● **Exercise goal**
Write out the line that contains "Task: point out every instance of the pant", then every following line to the end of the records below, with no other lines and no changes.

● **Data to examine**

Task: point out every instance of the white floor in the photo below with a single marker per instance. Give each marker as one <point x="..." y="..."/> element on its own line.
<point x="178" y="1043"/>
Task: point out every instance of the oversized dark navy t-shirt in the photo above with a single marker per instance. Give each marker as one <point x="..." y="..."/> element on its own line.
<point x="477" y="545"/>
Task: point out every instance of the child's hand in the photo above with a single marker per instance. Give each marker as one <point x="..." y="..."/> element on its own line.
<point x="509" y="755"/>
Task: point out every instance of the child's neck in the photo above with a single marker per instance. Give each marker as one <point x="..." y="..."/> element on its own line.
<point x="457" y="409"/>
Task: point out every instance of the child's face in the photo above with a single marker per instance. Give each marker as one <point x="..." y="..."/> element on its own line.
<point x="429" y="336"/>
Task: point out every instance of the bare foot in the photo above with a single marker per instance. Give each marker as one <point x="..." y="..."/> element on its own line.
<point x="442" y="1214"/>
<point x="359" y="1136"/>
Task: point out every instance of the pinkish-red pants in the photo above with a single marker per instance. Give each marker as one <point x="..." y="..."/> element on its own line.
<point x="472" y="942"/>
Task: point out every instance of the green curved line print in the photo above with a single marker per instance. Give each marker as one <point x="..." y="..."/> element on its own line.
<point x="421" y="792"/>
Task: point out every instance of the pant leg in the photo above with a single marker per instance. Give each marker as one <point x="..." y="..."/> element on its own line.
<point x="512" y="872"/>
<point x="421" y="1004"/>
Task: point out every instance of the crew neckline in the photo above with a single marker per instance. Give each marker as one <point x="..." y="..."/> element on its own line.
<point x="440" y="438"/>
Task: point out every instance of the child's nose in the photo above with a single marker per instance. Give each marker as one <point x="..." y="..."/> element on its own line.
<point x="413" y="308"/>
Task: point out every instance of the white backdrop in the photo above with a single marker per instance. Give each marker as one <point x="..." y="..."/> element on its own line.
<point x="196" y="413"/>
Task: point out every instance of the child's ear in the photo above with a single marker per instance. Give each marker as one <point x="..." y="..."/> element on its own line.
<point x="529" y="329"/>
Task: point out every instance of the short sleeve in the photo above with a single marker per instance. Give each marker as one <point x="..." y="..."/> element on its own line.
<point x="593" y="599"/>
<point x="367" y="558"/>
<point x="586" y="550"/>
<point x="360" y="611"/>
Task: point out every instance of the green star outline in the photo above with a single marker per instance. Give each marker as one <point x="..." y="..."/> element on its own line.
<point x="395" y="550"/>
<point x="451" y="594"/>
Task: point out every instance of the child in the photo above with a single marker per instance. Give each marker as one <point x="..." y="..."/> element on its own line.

● **Output for this task**
Task: point out every instance of the pant leg in the photo above with a single marker per instance. Give each marker as one <point x="..." y="..."/> element on its own line.
<point x="512" y="872"/>
<point x="421" y="1004"/>
Task: point out every instance of the crew neckline in the photo above with a single marker per instance. Give each marker as one <point x="..." y="..."/> element on its own line.
<point x="440" y="438"/>
Task: point out every instance of the child's nose in the photo above with a single marker per instance. Give each marker as one <point x="..." y="..."/> element on its own line.
<point x="413" y="308"/>
Task: point out every instance of the white backdrop in the photo above with a single marker per instance. Give each marker as one <point x="..." y="..."/> element on its own line.
<point x="196" y="413"/>
Task: point out every instance of the child's ear in the photo above with a single marker per instance. Give each marker as one <point x="..." y="..."/> element on its own line.
<point x="529" y="329"/>
Task: point out every instance of the short sleeve in the photo above with a single marker per instance. Give each marker as one <point x="..." y="..."/> element on its own line.
<point x="593" y="599"/>
<point x="367" y="558"/>
<point x="586" y="550"/>
<point x="360" y="611"/>
Task: point out every instance of the green star outline in the photo above with a single marker per instance. Give each marker as one <point x="..." y="..."/> element on its own line.
<point x="395" y="550"/>
<point x="451" y="594"/>
Task: point out every instance of the child in the photo above with a single marker per instance. Give each marker as one <point x="..." y="..."/> element on its own line.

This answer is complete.